TASK INSTRUCTIONS: Render the listing from its start through the line containing "box: [113, 55, 192, 376]", inclusive, as a JSON list of strings with one string per line. Skip blank lines and leave the pictures out.

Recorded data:
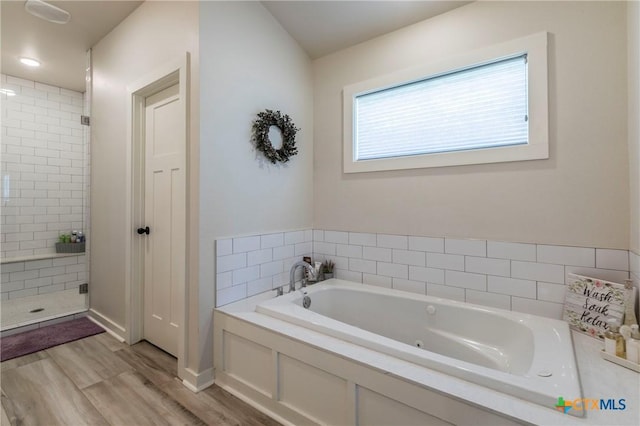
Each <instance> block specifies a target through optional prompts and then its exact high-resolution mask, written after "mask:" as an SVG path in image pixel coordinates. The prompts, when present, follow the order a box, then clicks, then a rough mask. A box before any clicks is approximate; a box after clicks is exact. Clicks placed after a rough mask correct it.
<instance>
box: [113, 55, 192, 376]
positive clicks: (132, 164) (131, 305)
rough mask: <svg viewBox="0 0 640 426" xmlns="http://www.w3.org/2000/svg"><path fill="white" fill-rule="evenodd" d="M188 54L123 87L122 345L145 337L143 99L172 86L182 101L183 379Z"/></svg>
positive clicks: (187, 132) (179, 354)
mask: <svg viewBox="0 0 640 426" xmlns="http://www.w3.org/2000/svg"><path fill="white" fill-rule="evenodd" d="M189 59H190V58H189V53H188V52H187V53H185V55H184V56H182V57H179V58H175V59H174V60H172V61H170V62H168V63H165V64H164V65H162V66H160V67H158V68H156V69H154V70H152V71H151V72H149V73H148V74H147V75H145V76H143V77H141V78H140V79H139V80H137V81H135V82H134V83H132V84H131V85H129V86H127V112H128V114H127V117H128V118H127V120H128V123H127V160H126V161H127V182H128V185H127V197H126V200H127V202H126V206H125V209H126V212H127V214H126V221H125V227H126V230H125V231H126V232H125V239H126V241H125V250H126V253H125V254H126V255H125V279H126V282H125V294H126V295H127V298H126V301H125V314H126V331H125V336H124V337H125V341H126V343H127V344H130V345H131V344H134V343H136V342H139V341H140V340H141V339H142V338H143V336H144V330H143V325H144V299H143V295H144V244H143V243H144V241H143V238H139V236H138V235H134V233H135V229H136V228H138V227H140V226H142V225H143V224H144V139H145V127H144V122H145V118H144V117H145V100H146V98H147V97H149V96H151V95H153V94H155V93H158V92H159V91H161V90H163V89H166V88H168V87H170V86H173V85H174V84H178V88H179V90H178V92H179V96H180V100H181V102H182V111H181V112H182V114H181V117H182V127H183V129H184V132H185V139H184V140H185V204H186V205H185V212H186V214H185V229H184V235H185V236H186V240H185V269H184V271H185V277H184V280H183V281H182V282H183V284H182V287H183V288H180V289H179V291H178V293H179V300H178V301H177V307H178V317H179V318H180V320H181V324H180V327H179V328H178V377H180V378H181V379H183V380H184V379H187V376H188V374H187V370H186V363H187V359H188V358H187V356H188V354H187V348H188V347H189V346H188V341H187V339H188V335H189V333H188V332H187V330H188V314H189V312H188V309H187V300H189V299H188V295H187V291H188V287H189V286H188V283H187V277H188V275H189V274H188V266H189V250H188V247H189V233H188V232H187V230H188V229H189V204H190V191H189V161H188V158H189V146H190V139H189V102H190V98H189Z"/></svg>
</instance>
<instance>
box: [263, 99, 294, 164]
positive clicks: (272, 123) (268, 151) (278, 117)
mask: <svg viewBox="0 0 640 426" xmlns="http://www.w3.org/2000/svg"><path fill="white" fill-rule="evenodd" d="M271 126H276V127H277V128H278V129H280V131H281V132H282V146H281V147H280V148H279V149H275V148H274V147H273V145H272V144H271V141H270V140H269V129H270V128H271ZM298 130H300V129H298V128H296V126H295V125H294V124H293V121H291V117H289V116H288V115H287V114H282V113H280V111H275V112H274V111H272V110H270V109H267V110H264V111H263V112H259V113H258V118H257V119H256V120H255V121H254V122H253V140H254V141H255V144H256V149H257V150H258V151H262V153H263V154H264V156H265V157H267V159H269V161H271V162H272V163H273V164H275V163H276V162H277V161H281V162H283V163H286V162H287V161H289V157H291V156H293V155H296V154H297V153H298V148H296V133H297V132H298Z"/></svg>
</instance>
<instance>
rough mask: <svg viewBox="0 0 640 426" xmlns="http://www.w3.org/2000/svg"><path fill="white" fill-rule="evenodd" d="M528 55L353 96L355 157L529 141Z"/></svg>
mask: <svg viewBox="0 0 640 426" xmlns="http://www.w3.org/2000/svg"><path fill="white" fill-rule="evenodd" d="M527 83H528V82H527V56H526V55H519V56H516V57H511V58H507V59H502V60H499V61H495V62H491V63H486V64H482V65H478V66H473V67H469V68H465V69H462V70H457V71H453V72H449V73H444V74H440V75H437V76H434V77H430V78H427V79H423V80H420V81H416V82H412V83H408V84H403V85H398V86H395V87H391V88H387V89H384V90H379V91H374V92H369V93H365V94H361V95H356V96H355V98H354V117H353V119H354V127H355V128H354V134H353V136H354V140H355V141H354V142H355V143H354V150H353V154H354V158H353V159H354V161H361V160H373V159H381V158H391V157H404V156H413V155H421V154H431V153H440V152H455V151H464V150H476V149H485V148H494V147H504V146H512V145H526V144H527V143H528V139H529V127H528V99H527V93H528V92H527Z"/></svg>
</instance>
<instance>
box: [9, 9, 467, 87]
mask: <svg viewBox="0 0 640 426" xmlns="http://www.w3.org/2000/svg"><path fill="white" fill-rule="evenodd" d="M48 2H49V3H51V4H53V5H54V6H57V7H60V8H62V9H64V10H66V11H68V12H69V13H71V21H70V22H69V23H68V24H65V25H60V24H53V23H50V22H46V21H43V20H42V19H39V18H36V17H34V16H32V15H30V14H28V13H27V12H25V10H24V0H2V1H0V5H1V8H0V14H1V15H2V27H1V29H2V34H1V42H2V45H1V50H2V72H3V73H4V74H8V75H13V76H16V77H21V78H26V79H29V80H35V81H39V82H42V83H47V84H52V85H55V86H59V87H64V88H67V89H71V90H76V91H80V92H84V90H85V68H86V65H85V61H86V57H85V52H86V51H87V50H88V49H89V48H90V47H92V46H93V45H95V44H96V43H97V42H98V41H99V40H100V39H101V38H102V37H104V36H105V35H106V34H108V33H109V32H110V31H111V30H112V29H113V28H114V27H115V26H117V25H118V24H119V23H120V22H121V21H122V20H123V19H124V18H126V17H127V16H128V15H129V14H130V13H131V12H133V11H134V10H135V8H137V7H138V6H139V5H140V4H141V3H142V1H109V0H83V1H55V0H51V1H48ZM262 3H263V4H264V5H265V7H266V8H267V9H268V10H269V12H271V14H272V15H273V16H274V17H275V18H276V19H277V20H278V21H279V22H280V24H281V25H282V26H283V27H284V28H285V29H286V30H287V31H288V32H289V34H291V36H292V37H293V38H294V39H295V40H296V41H297V42H298V43H299V44H300V46H302V48H303V49H304V50H305V51H306V52H307V53H308V54H309V56H310V57H311V58H312V59H315V58H318V57H321V56H323V55H326V54H329V53H332V52H335V51H338V50H340V49H343V48H345V47H348V46H352V45H354V44H357V43H361V42H363V41H366V40H369V39H371V38H374V37H377V36H379V35H382V34H385V33H388V32H390V31H394V30H396V29H399V28H402V27H404V26H407V25H411V24H414V23H416V22H419V21H422V20H425V19H428V18H431V17H433V16H436V15H439V14H441V13H444V12H447V11H449V10H451V9H455V8H457V7H460V6H462V5H464V4H467V3H470V1H431V0H428V1H427V0H422V1H401V0H392V1H330V0H326V1H319V0H316V1H263V2H262ZM19 56H28V57H33V58H37V59H39V60H40V61H41V62H42V66H40V67H39V68H36V69H30V68H27V67H25V66H24V65H22V64H20V63H19V62H18V57H19Z"/></svg>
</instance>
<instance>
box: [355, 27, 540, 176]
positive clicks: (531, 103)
mask: <svg viewBox="0 0 640 426" xmlns="http://www.w3.org/2000/svg"><path fill="white" fill-rule="evenodd" d="M547 45H548V34H547V32H541V33H537V34H533V35H530V36H526V37H522V38H518V39H515V40H511V41H508V42H505V43H500V44H496V45H493V46H490V47H486V48H482V49H478V50H474V51H472V52H468V53H464V54H461V55H456V56H454V57H451V58H448V59H446V60H443V61H439V62H437V63H431V64H425V65H422V66H418V67H414V68H410V69H405V70H400V71H396V72H392V73H390V74H387V75H383V76H379V77H375V78H373V79H370V80H366V81H363V82H359V83H355V84H351V85H348V86H345V87H344V89H343V167H344V169H343V170H344V173H360V172H373V171H384V170H403V169H416V168H430V167H446V166H460V165H469V164H487V163H501V162H511V161H527V160H539V159H547V158H549V114H548V89H547V87H548V86H547V82H548V76H547ZM518 54H527V61H528V77H529V96H528V102H529V104H528V106H529V143H528V144H526V145H514V146H503V147H495V148H484V149H477V150H467V151H452V152H440V153H431V154H421V155H413V156H403V157H391V158H380V159H371V160H360V161H356V160H355V158H354V151H355V149H354V148H355V147H354V130H355V129H354V100H355V98H356V97H357V96H360V95H364V94H367V93H371V92H376V91H379V90H383V89H387V88H392V87H395V86H399V85H403V84H407V83H412V82H415V81H420V80H424V79H426V78H430V77H433V76H437V75H441V74H446V73H447V72H451V71H455V70H458V69H462V68H468V67H470V66H473V65H477V64H482V63H487V62H493V61H496V60H498V59H500V58H503V57H504V58H506V57H510V56H515V55H518Z"/></svg>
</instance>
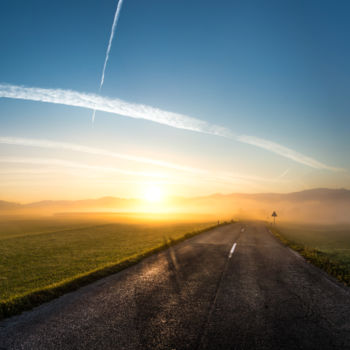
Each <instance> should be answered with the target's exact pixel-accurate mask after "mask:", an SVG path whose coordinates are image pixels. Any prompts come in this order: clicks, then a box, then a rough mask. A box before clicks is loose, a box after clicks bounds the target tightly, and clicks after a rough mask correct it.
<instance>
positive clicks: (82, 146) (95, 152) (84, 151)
mask: <svg viewBox="0 0 350 350" xmlns="http://www.w3.org/2000/svg"><path fill="white" fill-rule="evenodd" d="M0 144H6V145H15V146H24V147H40V148H48V149H58V150H68V151H73V152H82V153H87V154H90V155H102V156H106V157H113V158H119V159H124V160H129V161H134V162H139V163H145V164H150V165H155V166H160V167H165V168H169V169H173V170H177V171H183V172H186V173H190V174H191V175H194V176H196V180H195V181H198V175H201V177H200V178H201V179H202V180H204V181H210V182H220V183H226V184H230V183H231V184H232V183H248V184H253V183H255V182H275V181H276V180H273V179H266V178H262V177H258V176H250V175H245V174H238V173H229V172H218V171H216V172H212V171H210V170H207V169H200V168H193V167H188V166H185V165H180V164H175V163H169V162H165V161H162V160H158V159H152V158H145V157H138V156H134V155H130V154H121V153H116V152H112V151H109V150H105V149H101V148H94V147H89V146H84V145H79V144H74V143H68V142H59V141H52V140H45V139H30V138H23V137H13V136H0ZM60 164H61V163H60Z"/></svg>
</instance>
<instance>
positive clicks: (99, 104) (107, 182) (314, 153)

OUTPUT FOR THIS EXERCISE:
[
  "Each <instance> block specifies a target through optional prompts and then its exact high-resolution mask, written after \"mask:\" as an SVG path in image pixel coordinates. The prompts, when present, follow the order a box, then clicks, then a rough mask. A box before any clicks is approximate; a box after clicks is exact. Clicks placed after a rough mask correct it.",
  "<instance>",
  "box: [113, 55, 192, 376]"
]